Would you copy out every one of the entries below, word for word?

---- Records supplied

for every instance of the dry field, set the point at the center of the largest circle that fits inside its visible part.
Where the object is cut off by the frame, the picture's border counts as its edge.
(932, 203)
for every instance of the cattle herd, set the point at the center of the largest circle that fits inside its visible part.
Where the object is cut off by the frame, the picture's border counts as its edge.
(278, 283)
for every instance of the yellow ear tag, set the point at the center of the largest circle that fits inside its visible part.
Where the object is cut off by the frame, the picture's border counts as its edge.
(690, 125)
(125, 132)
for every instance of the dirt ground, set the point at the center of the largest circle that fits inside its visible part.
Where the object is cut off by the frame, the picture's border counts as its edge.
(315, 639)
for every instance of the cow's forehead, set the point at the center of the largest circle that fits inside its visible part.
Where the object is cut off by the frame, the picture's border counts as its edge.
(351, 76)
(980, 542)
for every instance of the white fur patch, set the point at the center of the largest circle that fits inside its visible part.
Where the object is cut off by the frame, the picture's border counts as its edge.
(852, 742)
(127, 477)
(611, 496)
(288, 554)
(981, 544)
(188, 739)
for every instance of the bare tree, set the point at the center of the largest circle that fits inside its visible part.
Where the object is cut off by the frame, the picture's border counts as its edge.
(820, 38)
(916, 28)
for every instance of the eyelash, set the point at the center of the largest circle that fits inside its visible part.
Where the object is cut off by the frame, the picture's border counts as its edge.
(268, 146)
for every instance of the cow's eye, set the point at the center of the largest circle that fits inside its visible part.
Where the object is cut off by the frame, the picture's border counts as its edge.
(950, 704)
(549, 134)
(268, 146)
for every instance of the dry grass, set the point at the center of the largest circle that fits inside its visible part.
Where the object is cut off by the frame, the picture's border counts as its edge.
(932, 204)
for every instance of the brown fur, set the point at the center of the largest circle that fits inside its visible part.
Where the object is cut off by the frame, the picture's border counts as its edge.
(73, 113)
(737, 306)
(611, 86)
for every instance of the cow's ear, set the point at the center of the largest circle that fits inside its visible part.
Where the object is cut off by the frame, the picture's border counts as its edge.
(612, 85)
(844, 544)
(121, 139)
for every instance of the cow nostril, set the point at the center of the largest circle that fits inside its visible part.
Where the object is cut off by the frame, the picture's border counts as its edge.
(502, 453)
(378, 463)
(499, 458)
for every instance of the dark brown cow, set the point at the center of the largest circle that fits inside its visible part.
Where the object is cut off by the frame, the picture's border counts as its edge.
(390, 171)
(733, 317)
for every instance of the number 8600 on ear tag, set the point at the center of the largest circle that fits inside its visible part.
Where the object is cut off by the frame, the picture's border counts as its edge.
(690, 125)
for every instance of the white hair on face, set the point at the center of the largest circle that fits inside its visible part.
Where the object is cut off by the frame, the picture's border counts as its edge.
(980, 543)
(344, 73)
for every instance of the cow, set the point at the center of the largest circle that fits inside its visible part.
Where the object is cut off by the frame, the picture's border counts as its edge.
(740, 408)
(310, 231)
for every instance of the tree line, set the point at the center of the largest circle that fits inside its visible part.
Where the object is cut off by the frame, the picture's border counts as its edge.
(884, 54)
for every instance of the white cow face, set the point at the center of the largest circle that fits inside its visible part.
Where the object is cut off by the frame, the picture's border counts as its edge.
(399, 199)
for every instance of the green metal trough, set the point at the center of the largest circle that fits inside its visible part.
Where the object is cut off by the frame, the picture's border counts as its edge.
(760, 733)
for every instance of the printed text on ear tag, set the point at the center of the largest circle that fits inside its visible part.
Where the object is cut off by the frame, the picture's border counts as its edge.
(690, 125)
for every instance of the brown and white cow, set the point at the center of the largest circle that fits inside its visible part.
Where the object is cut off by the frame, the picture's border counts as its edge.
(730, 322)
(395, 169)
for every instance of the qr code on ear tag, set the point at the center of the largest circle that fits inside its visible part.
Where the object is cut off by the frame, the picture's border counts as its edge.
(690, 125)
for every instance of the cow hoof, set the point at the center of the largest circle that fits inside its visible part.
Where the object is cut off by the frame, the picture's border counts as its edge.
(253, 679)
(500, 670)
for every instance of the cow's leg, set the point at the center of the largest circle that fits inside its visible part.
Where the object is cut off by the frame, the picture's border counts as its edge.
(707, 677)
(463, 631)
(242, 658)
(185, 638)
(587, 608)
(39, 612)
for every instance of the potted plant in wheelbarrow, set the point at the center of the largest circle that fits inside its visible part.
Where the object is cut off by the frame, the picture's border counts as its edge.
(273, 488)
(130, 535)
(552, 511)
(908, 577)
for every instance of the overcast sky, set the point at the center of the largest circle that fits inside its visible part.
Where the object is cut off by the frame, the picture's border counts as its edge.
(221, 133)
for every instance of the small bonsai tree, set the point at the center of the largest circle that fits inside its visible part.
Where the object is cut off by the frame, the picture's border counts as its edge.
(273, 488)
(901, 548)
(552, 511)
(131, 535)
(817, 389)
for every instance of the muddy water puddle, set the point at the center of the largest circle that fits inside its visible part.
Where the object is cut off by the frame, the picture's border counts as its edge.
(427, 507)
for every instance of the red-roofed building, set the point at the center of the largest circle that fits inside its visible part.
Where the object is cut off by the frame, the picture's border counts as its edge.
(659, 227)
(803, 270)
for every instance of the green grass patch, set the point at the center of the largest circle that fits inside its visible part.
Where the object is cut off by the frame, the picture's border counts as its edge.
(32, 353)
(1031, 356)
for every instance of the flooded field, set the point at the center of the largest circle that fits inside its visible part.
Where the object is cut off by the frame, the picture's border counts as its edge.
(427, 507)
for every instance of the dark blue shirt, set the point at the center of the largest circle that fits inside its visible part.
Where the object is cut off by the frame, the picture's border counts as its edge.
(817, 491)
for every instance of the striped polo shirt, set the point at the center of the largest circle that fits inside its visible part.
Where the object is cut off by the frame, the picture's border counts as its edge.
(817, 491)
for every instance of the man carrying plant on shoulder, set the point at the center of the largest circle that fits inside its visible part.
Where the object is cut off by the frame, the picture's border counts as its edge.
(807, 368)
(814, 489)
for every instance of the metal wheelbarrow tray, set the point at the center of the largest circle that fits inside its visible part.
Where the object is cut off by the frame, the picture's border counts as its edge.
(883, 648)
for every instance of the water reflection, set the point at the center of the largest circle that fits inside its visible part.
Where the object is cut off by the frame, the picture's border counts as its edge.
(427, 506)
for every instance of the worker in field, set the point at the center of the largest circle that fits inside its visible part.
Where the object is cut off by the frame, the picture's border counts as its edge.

--------

> [The solution]:
for every instance of the dry field, set the point at the center of the largest circle that fits inside its visible part.
Where the object is cut off by the frame, the picture's border counts as its edge.
(932, 203)
for every instance of the cattle herd, set the point at the center of the largest circle that fits inside its visible part.
Where the object is cut off by the frame, the picture's border counts as its edge.
(278, 283)
for every instance of the yellow ear tag, set the point at the center of the largest circle that fits inside its visible part.
Where the object is cut off by the frame, the picture's border counts as its edge.
(690, 125)
(125, 132)
for every instance of the dirt ground, set the point at the center of the largest circle that fits inside its visible part.
Where the object is cut off by the frame, the picture's border counts as its edge.
(315, 639)
for every instance of the cow's forehead, set the point at the center of the largest circle that fits inside its visible part.
Where the object is cut off by the frame, the picture's border counts as its edge.
(351, 76)
(980, 542)
for every instance of the white fur patch, set the point at the center of the largest circle that fits inside its visible part.
Where the object is cut off by the frame, the picture's border counts as its edge.
(852, 742)
(127, 477)
(611, 496)
(288, 554)
(981, 544)
(188, 739)
for every instance of the bare tree, set the point at the center of the largest circle that fits inside its visible part.
Where the object is cut off by the frame, the picture's border counts as its edge.
(820, 38)
(916, 28)
for every instance of the eyelash, set the point at the center of the largest circle that fits inside its visible part.
Where the object is cut off by the frame, the picture's border counts as its edge.
(268, 146)
for every instance of the cow's eye, set the point at the center of the largest circle that fits inside its visible part.
Where the object is cut off by the frame, the picture's border counts as its edge.
(950, 704)
(549, 134)
(268, 146)
for every instance of the dry grass, set the point at the center of the largest circle that fits inside its visible part.
Where the object is cut off by the frame, the picture's border counts as its edge.
(932, 204)
for every instance of the brown fur, set the point at the center of the largest circle that fits inside its visible part.
Where the object is cut off by the frame, the picture's border counts as its edge.
(73, 113)
(737, 306)
(611, 86)
for every instance of the cow's ear, set the point at the center of the largest circle that fits inside its visible part.
Where the object is cut off by the frame, the picture's border counts as its edge.
(612, 85)
(844, 544)
(121, 139)
for every instance of the cow nostril, set the point at the center of the largest circle that fits inside its visible part.
Where the object is cut off by the frame, the picture's border counts as its edge.
(502, 453)
(378, 463)
(499, 458)
for every instance of the dark brown cow, set the point at the center of the largest circle that fits inside its visible part.
Where the object is cut off by the frame, the picture's border counts as its edge.
(390, 171)
(733, 317)
for every instance of the number 8600 on ear tag, set the point at the center of the largest circle that fits inside its visible part.
Where the object is cut off by the frame, the picture's border counts as its edge.
(690, 125)
for every instance of the white hair on face, set the point at the center of the largest circle that fits inside its visible part.
Where the object is cut off by the frame, the picture's border counts as its edge.
(980, 543)
(344, 73)
for every instance of the cow, set the point at the center of the largest circle that fits inside its visible part.
Where the object is cut off by the frame, the picture's border counts as its edge.
(740, 408)
(310, 231)
for every instance of the tree line, set the point at the center of the largest circle that fits inside its visible part.
Where the object is cut off by the frame, the picture's border counts as its edge.
(884, 54)
for every instance of the white cow face, set the point at the center of the largest circle that fits inside its visible part.
Where the object is cut off by the frame, the picture's border counts as its edge.
(399, 199)
for every instance of the green metal trough, set the point at the center of the largest circle that fits inside its visible part.
Where the object is cut off by the frame, the picture's border counts as its edge.
(760, 733)
for every instance of the printed text on ear tag, set the point at the center of the largest circle that fits inside its visible part.
Where the object is cut off by the frame, the picture's border counts as its edge.
(690, 125)
for every instance of the brown and white cow, set the point at the center of the largest circle that fits inside its visible part.
Where the object is cut off by the frame, the picture's border counts as its edge.
(730, 322)
(395, 169)
for every instance of the qr code on ear tag, set the point at the center of the largest circle that fits inside its visible part.
Where the object is cut off by the frame, the picture's border counts as its edge.
(690, 125)
for every instance of the cow hoof, set the point at the center of the largest circle that fits inside its visible part.
Where the object is cut off by the frame, the picture's border counts as its edge.
(253, 679)
(500, 670)
for every instance of the cow's leg, set the point at the center of the largest circle that fits inside its visible part.
Where the object is cut off by the frame, the picture's border counts as its edge.
(707, 677)
(463, 631)
(242, 658)
(185, 638)
(587, 608)
(39, 612)
for every instance of the potted plant in wheelbarrow, set the point at the center of the largest circle that fits inside its visible part.
Where the object is cut off by the frame, the picture's border counts as its edge.
(273, 488)
(130, 535)
(552, 511)
(908, 577)
for every instance of the overcast sky, set the point at the center of the largest circle that fits inside its visible part.
Where the object is cut off by the frame, the picture's border counts as its edge.
(221, 133)
for every instance of the small bonsai tree, set the point at the center of the largest circle that fits inside its visible part.
Where the object is cut off by the frame, the picture's border counts as its edge.
(273, 488)
(901, 548)
(552, 511)
(131, 535)
(817, 389)
for every instance of the muddy water puddle, set the point at the center of the largest circle that fits inside its visible part.
Where the object is cut off by the frame, the picture's border counts as its edge.
(427, 507)
for every instance of the red-roofed building, set the point at the center of the largest circle that fits inside its visible part.
Where the object is cut off by the frame, the picture's border counts as its edge.
(659, 227)
(803, 270)
for every instance of the green grass patch, set the point at the center of the largest circle that fits inside its visible part.
Where the object is cut off by the frame, the picture's border counts as its edge.
(32, 353)
(1031, 356)
for every instance of the flooded field, set the point at the center of the largest circle that fits inside its visible part.
Where the object is cut off by the frame, the picture's border counts as its edge.
(427, 507)
for every instance of the dark blue shirt, set the point at the center of the largest circle that fits inside its visible part.
Where the object is cut off by the frame, the picture's border counts as its edge.
(817, 491)
for every instance of the striped polo shirt, set the point at the center of the largest circle that fits inside its visible part.
Where the object is cut off by the frame, the picture's border counts as its edge.
(817, 491)
for every instance of the man carrying plant on shoulder, set the point at the center of the largest circle that fits inside its visible part.
Where the object is cut off by the frame, the picture's border counts as its edge.
(807, 368)
(814, 489)
for every instance of the metal wheelbarrow tray, set the point at the center of the largest circle that fits inside its visible part.
Where the object is cut off by the frame, the picture's border counts as its edge.
(883, 648)
for every instance of the water reflection, set the point at the center of the largest circle that fits inside its visible part.
Where the object is cut off by the frame, the picture's border counts as its edge.
(427, 506)
for every instance of the worker in field, set the point at the center of the largest circle that fits inside its visible part.
Where the object is cut off by the frame, the picture's border counts as its edge.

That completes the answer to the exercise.